Given information |

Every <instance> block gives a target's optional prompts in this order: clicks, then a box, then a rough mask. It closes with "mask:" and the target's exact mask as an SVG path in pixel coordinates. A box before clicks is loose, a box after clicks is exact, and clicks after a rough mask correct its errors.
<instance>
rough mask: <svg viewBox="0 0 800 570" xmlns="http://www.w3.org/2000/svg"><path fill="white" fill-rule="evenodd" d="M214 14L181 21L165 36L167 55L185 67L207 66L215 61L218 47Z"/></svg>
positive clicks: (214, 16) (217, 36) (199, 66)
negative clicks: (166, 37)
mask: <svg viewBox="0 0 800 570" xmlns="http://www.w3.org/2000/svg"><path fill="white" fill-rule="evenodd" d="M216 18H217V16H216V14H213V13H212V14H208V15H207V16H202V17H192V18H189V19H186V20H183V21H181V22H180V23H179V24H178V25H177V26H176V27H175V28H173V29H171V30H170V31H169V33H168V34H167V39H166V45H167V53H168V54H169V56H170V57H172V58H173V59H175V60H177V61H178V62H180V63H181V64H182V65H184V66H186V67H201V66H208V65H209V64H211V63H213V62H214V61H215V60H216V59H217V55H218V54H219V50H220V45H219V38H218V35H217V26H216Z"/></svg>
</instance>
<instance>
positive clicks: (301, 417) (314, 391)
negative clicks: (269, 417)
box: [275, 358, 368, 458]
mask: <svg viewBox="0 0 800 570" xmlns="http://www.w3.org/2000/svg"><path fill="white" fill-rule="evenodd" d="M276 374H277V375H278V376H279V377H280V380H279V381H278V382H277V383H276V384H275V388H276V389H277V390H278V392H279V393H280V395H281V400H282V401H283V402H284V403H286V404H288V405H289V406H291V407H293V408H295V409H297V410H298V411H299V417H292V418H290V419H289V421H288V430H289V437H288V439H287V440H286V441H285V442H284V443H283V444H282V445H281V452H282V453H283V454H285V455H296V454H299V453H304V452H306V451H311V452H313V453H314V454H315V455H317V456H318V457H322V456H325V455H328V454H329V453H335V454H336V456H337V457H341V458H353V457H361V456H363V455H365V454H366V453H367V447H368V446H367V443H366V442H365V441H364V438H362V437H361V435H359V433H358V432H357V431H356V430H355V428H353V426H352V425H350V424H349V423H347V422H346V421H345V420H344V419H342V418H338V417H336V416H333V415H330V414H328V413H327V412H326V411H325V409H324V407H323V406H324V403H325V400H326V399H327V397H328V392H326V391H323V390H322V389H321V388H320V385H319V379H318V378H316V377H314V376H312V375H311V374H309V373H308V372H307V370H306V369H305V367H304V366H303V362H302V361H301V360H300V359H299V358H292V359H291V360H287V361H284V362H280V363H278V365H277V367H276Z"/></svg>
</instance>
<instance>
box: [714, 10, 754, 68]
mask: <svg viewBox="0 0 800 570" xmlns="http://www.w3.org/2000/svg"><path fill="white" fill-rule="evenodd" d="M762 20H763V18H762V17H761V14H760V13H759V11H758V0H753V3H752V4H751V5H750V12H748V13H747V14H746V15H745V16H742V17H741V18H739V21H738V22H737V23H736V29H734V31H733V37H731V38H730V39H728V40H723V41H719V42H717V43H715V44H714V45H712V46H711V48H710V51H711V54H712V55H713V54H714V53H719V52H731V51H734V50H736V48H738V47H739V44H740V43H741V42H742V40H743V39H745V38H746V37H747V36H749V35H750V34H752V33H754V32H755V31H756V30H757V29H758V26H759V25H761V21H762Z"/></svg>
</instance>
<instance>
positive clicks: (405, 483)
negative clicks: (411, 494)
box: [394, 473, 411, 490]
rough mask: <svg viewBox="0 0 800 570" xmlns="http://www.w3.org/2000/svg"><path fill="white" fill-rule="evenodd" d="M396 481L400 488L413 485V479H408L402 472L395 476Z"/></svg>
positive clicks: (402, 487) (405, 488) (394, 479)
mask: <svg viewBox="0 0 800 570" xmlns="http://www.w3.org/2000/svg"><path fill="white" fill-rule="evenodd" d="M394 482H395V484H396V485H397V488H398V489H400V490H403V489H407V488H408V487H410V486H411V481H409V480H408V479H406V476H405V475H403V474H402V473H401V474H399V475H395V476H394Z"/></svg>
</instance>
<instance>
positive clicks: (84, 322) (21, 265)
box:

Aim of the task |
Write the entries out once more, exactly as they were given.

Answer box |
Every <instance> block gives a target's optional prompts in this order: clicks, then a box, then a rough mask. It closes with "mask:" and the target's exact mask as an SVG path in pixel coordinates. A box before clicks is loose, a box after clicks is exact, and clicks after a rough mask correct its errors.
<instance>
rough mask: <svg viewBox="0 0 800 570" xmlns="http://www.w3.org/2000/svg"><path fill="white" fill-rule="evenodd" d="M214 14L181 21L165 36L167 55L185 67L207 66L215 61L218 47Z"/></svg>
positive clicks: (214, 16) (217, 36) (199, 66)
negative clicks: (166, 37)
mask: <svg viewBox="0 0 800 570" xmlns="http://www.w3.org/2000/svg"><path fill="white" fill-rule="evenodd" d="M216 18H217V16H216V14H213V13H212V14H208V15H207V16H202V17H192V18H189V19H186V20H183V21H181V22H180V23H179V24H178V25H177V26H176V27H175V28H173V29H171V30H170V31H169V33H168V34H167V39H166V45H167V53H168V54H169V56H170V57H172V58H173V59H175V60H177V61H178V62H180V63H181V64H182V65H184V66H186V67H201V66H208V65H209V64H211V63H213V62H214V61H215V60H216V59H217V55H218V54H219V50H220V45H219V38H218V35H217V26H216Z"/></svg>
</instance>
<instance>
positive clicks: (301, 417) (314, 391)
negative clicks: (269, 417)
box: [275, 358, 368, 458]
mask: <svg viewBox="0 0 800 570" xmlns="http://www.w3.org/2000/svg"><path fill="white" fill-rule="evenodd" d="M276 374H277V375H278V376H279V377H280V380H279V381H278V382H277V383H276V384H275V388H276V389H277V390H278V392H279V393H280V395H281V400H282V401H283V402H284V403H286V404H288V405H289V406H291V407H293V408H295V409H297V410H298V411H299V417H292V418H290V419H289V421H288V430H289V437H288V439H287V440H286V441H285V442H284V443H283V444H282V445H281V452H282V453H283V454H285V455H296V454H299V453H304V452H306V451H311V452H313V453H314V454H315V455H317V456H318V457H322V456H325V455H328V454H329V453H335V454H336V456H337V457H341V458H353V457H361V456H363V455H365V454H366V453H367V447H368V446H367V443H366V442H365V441H364V438H362V437H361V435H359V433H358V432H357V431H356V430H355V428H353V426H352V425H350V424H349V423H347V422H346V421H345V420H344V419H342V418H338V417H336V416H333V415H330V414H328V413H327V412H326V411H325V409H324V407H323V406H324V403H325V400H326V399H327V397H328V392H326V391H323V390H322V389H321V388H320V385H319V379H318V378H316V377H314V376H312V375H311V374H309V373H308V372H307V370H306V369H305V367H304V366H303V362H302V361H301V360H300V359H299V358H292V359H291V360H287V361H284V362H280V363H278V365H277V367H276Z"/></svg>
</instance>
<instance>
box: [714, 10, 754, 68]
mask: <svg viewBox="0 0 800 570" xmlns="http://www.w3.org/2000/svg"><path fill="white" fill-rule="evenodd" d="M762 20H763V18H762V17H761V14H760V13H759V11H758V0H753V3H752V4H751V5H750V12H748V13H747V14H746V15H745V16H742V17H741V18H739V21H738V22H737V23H736V29H734V31H733V37H731V38H730V39H728V40H723V41H719V42H717V43H715V44H714V45H712V46H711V48H710V51H711V54H712V55H713V54H714V53H719V52H731V51H734V50H736V48H738V47H739V44H740V43H741V42H742V40H743V39H745V38H746V37H747V36H749V35H750V34H752V33H754V32H755V31H756V30H757V29H758V26H759V25H761V21H762Z"/></svg>
</instance>
<instance>
positive clicks: (405, 483)
negative clicks: (411, 494)
box: [394, 473, 411, 490]
rough mask: <svg viewBox="0 0 800 570" xmlns="http://www.w3.org/2000/svg"><path fill="white" fill-rule="evenodd" d="M396 481L400 488L413 485V479H408L402 472L395 476Z"/></svg>
positive clicks: (402, 487) (405, 488) (394, 479)
mask: <svg viewBox="0 0 800 570" xmlns="http://www.w3.org/2000/svg"><path fill="white" fill-rule="evenodd" d="M394 482H395V484H396V485H397V488H398V489H400V490H403V489H407V488H408V487H410V486H411V481H409V480H408V479H406V476H405V475H403V474H402V473H401V474H399V475H395V476H394Z"/></svg>
</instance>
<instance>
positive clicks: (84, 322) (21, 265)
box:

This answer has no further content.